ARTICLE

○ ○ ○ ○ ○

For many of us, the idyllic picture of a paradise holiday has a colourful, refreshing cocktail somewhere in frame. Whether it’s a signature favourite or something more experimental, a cocktail is the perfect accompaniment to sunny weather, toes in the sand or swish rooftop views of a beautiful city at twilight. Dreaming of a holiday? Want to learn more about your tipple of choice? Look no further – we’ve got a run down of our top 7 internationally renowned cocktails right here:
Brazil – Caipirinha
The Brazilian national cocktail of choice, the humble caipirinha (also known as pinga or caninha) is said to date back to 1918, when a similar recipe of lemon, garlic and honey was mixed up to treat the Spanish flu! One day, a brave experimenter decided to remove the garlic and honey, and add a few tablespoons of sugar to offset the sourness of the lemon or lime…the ice came next, to cool down on a hot day, and mixed with cachaça, a sugarcane rum, the caipirinha was born!
What’s in it: sugarcane rum (cachaça), white sugar, fresh lime, ice
Italy – Spritz
A Venetian invention born in the 1800s, the simple spritz combines equal parts of white wine, which Italy has an abundance of, and soda water. Though many variations of the spritz cocktail have been tried and tested, to include flavoured and colourful liquors, this staple mix has carried through from its interesting origins. Merchants, diplomats and employees of the Austrian Empire in Veneto at the time were unaccustomed to the strength of the local wines offered in taverns, so would ask bartenders to ‘spritzen’ (a German word for ‘spray’) a little water into their wine to make it lighter.
What’s in it: white wine, soda water, optional flavoured liquor/bitters/lemon peel
Peru – Pisco Sour
The national drink for both Peru and Chile, this cocktail is based entirely around the pisco liquor – a classic South American type brandy. An American bartender, Victor Morris, who moved to Lima in 1913 and opened up a bar- Morris’ - is responsible for this delicious draft. In the latter parts of the 1920s, Angostura bitters and egg whites were added to the mix of lime juice and a sweetened syrup by Mario Bruiget, making this drink a Peruvian staple at its core.
What’s in it: pisco, fresh lime juice, simple syrup, one fresh egg white
Spain – Sangria
Though you can find a quirky version of a good Sangria in almost any latin country, the Sangria is actually a traditional Spanish invention. A simple punch perfect for hot weather, it’s name is said to be taken from the Spanish ‘sangre’ meaning blood – an indicator of the key ingredient of red wine, present in any traditional Sangria.
What’s in it: wine, chopped fruit, sweetener (orange juice, honey, syrup etc), touch of brandy, ice
Cuba – Mojito
Though it is undisputed that the mojito originates from Havana, Cuba, the exact story of how it was formed is murkier than this refreshing drink. Some say African slaves working on sugarcane plantations were instrumental in its birth, others say it was a drink invented to treat scurvy onboard one of the ships involved in the Great Expedition to the Spanish New World. Whatever version you choose to believe, it’s solid fact that this delicious drink is a highball full of history.

○ ○ ○ ○ ○

GIVEN INFORMATION
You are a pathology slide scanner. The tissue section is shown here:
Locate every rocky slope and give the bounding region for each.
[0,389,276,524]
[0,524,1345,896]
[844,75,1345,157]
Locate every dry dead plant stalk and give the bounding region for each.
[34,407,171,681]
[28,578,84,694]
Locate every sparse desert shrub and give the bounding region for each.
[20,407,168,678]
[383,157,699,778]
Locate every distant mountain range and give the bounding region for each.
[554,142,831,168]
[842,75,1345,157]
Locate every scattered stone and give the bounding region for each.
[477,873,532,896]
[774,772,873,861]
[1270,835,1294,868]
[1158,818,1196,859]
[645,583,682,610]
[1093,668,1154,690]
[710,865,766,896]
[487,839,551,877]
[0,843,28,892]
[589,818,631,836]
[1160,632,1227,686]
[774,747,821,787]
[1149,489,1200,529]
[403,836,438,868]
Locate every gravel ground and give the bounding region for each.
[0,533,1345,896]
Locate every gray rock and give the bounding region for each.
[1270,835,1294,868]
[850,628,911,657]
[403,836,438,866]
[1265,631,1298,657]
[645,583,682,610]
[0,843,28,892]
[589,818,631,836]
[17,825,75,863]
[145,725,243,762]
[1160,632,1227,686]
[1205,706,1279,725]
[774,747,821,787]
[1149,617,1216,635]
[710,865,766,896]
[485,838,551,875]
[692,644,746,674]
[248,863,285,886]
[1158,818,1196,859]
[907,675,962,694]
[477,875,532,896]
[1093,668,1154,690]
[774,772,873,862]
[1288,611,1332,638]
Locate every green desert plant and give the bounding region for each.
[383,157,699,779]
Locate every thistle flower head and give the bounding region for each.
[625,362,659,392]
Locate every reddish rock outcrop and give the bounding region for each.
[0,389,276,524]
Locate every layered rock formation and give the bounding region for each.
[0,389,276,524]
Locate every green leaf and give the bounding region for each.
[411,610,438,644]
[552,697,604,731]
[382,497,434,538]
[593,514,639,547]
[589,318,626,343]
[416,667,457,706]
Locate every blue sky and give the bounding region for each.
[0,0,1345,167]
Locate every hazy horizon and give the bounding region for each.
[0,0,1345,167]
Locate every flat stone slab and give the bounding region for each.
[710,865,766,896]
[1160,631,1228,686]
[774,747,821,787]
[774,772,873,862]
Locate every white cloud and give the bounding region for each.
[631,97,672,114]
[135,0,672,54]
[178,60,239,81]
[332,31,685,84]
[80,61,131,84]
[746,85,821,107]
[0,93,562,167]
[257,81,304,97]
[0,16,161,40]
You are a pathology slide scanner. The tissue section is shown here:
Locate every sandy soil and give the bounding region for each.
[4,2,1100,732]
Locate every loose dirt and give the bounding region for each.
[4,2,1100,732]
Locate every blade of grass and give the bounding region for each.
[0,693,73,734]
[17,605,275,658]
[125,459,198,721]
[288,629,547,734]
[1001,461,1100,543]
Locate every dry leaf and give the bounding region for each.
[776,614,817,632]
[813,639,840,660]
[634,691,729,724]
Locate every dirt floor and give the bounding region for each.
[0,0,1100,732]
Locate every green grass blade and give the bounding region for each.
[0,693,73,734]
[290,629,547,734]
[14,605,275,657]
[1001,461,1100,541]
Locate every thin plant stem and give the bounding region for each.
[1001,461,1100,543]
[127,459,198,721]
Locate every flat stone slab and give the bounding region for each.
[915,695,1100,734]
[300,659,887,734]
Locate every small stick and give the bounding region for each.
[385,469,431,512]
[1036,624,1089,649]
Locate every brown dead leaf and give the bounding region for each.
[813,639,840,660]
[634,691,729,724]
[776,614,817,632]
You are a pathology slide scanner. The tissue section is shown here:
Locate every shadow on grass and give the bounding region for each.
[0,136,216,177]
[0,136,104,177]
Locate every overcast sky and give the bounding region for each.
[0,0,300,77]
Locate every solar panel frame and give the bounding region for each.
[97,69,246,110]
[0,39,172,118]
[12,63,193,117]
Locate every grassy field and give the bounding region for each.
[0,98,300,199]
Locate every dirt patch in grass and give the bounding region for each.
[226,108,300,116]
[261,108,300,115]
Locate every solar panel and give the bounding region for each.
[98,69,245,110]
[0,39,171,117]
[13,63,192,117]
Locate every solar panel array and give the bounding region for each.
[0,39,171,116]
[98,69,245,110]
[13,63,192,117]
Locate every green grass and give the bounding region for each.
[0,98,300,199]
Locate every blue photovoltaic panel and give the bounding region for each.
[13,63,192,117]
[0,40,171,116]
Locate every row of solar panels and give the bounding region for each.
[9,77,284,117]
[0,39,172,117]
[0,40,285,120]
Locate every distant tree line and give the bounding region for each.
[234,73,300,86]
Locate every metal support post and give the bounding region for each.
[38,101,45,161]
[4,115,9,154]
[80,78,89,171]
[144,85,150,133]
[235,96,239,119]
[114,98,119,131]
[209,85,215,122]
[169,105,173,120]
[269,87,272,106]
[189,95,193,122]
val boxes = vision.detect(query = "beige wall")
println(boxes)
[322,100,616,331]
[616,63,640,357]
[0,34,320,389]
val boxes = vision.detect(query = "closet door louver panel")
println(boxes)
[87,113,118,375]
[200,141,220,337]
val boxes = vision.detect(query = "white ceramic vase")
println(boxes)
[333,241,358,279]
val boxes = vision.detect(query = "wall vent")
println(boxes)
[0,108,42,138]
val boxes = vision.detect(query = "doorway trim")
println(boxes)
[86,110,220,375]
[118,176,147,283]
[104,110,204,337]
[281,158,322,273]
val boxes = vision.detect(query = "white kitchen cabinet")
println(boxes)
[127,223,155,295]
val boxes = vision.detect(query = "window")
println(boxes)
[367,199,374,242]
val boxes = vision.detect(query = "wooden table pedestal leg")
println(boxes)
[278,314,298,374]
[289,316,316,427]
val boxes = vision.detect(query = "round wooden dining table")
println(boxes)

○ ○ ○ ○ ○

WHAT IS ASKED
a) In the cocktail article, why did merchants, diplomats and employees of the Austrian Empire in Veneto ask bartenders to "spritzen" water into their wine? Answer in one to three sentences.
b) Please condense the paragraph of the cocktail article that begins "The national drink for both Peru and Chile" into a short bulleted list that keeps its main facts.
c) Reproduce word for word the passage of the cocktail article that starts at the words "What’s in it: sugarcane" and ends after the words "make it lighter.".

TASK-BY-TASK OUTPUTS
a) They were not used to the strength of the local wines served in taverns. They asked bartenders to spray a little water into the wine to make it lighter.

b)
- The national drink of both Peru and Chile, based entirely on pisco, a classic South American type of brandy.
- Created by Victor Morris, an American bartender who moved to Lima in 1913 and opened a bar called Morris'.
- In the late 1920s, Mario Bruiget added Angostura bitters and egg whites to the mix of lime juice and sweetened syrup, making it a Peruvian staple.

c)
What’s in it: sugarcane rum (cachaça), white sugar, fresh lime, ice
Italy – Spritz
A Venetian invention born in the 1800s, the simple spritz combines equal parts of white wine, which Italy has an abundance of, and soda water. Though many variations of the spritz cocktail have been tried and tested, to include flavoured and colourful liquors, this staple mix has carried through from its interesting origins. Merchants, diplomats and employees of the Austrian Empire in Veneto at the time were unaccustomed to the strength of the local wines offered in taverns, so would ask bartenders to ‘spritzen’ (a German word for ‘spray’) a little water into their wine to make it lighter.